╭─ RECORDED DATA
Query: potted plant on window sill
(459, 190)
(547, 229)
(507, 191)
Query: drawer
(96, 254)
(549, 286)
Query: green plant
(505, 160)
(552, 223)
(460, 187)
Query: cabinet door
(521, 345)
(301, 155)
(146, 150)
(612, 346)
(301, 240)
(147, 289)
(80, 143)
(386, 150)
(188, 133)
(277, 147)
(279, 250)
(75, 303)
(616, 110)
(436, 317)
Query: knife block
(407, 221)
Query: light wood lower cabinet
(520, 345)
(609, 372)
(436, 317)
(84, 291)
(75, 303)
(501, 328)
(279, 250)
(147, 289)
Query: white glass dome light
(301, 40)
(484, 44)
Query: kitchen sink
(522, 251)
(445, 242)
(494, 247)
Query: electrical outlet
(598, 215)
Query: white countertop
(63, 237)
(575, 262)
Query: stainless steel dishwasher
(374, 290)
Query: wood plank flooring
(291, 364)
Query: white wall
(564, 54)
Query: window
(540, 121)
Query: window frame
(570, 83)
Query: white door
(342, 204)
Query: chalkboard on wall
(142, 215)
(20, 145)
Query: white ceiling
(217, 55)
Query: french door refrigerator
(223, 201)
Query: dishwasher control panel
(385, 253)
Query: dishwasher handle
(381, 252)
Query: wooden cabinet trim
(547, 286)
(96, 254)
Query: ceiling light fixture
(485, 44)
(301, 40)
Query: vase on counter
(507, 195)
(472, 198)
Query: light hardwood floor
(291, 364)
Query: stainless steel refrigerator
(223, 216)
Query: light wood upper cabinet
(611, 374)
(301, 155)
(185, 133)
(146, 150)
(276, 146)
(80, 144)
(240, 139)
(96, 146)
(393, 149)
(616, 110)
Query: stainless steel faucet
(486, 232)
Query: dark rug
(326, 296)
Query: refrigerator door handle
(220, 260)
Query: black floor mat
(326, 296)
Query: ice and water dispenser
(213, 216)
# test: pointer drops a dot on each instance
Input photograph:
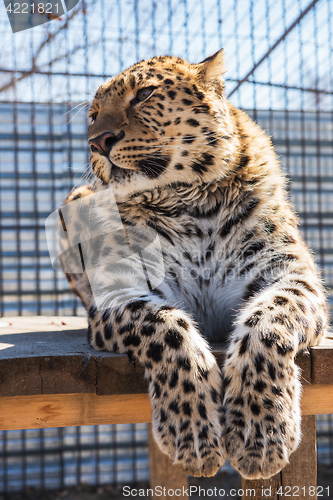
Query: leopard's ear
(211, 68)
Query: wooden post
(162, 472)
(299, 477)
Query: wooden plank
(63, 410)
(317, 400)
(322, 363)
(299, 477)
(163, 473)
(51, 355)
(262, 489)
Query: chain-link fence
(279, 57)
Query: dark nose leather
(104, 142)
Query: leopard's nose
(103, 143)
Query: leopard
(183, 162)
╰─
* **DIRECTIONS FOR THIS TASK**:
All pictures must be left out. Reproduce exactly the lines from the one containing "Query: ceiling light fixture" to the final line of the entries.

* **REPLY**:
Query: ceiling light fixture
(485, 44)
(301, 40)
Query: vase on counter
(507, 195)
(472, 198)
Query: light hardwood floor
(291, 364)
Query: stainless steel refrigerator
(223, 216)
Query: light wood upper cabinet
(611, 374)
(301, 155)
(185, 133)
(146, 150)
(276, 146)
(80, 144)
(240, 139)
(96, 146)
(393, 149)
(616, 110)
Query: stainless steel faucet
(486, 232)
Query: dark rug
(326, 296)
Query: refrigerator door handle
(220, 260)
Query: black floor mat
(326, 296)
Query: ice and water dispenser
(213, 216)
# test: pointer drops a dot on each instance
Input photograph:
Query: leopard's ear
(211, 68)
Query: wooden post
(162, 472)
(299, 477)
Query: wooden plank
(63, 410)
(317, 400)
(322, 363)
(299, 477)
(163, 473)
(51, 355)
(262, 489)
Query: chain-link fence
(279, 57)
Query: dark nose leather
(104, 142)
Query: leopard's nose
(103, 143)
Query: leopard
(183, 162)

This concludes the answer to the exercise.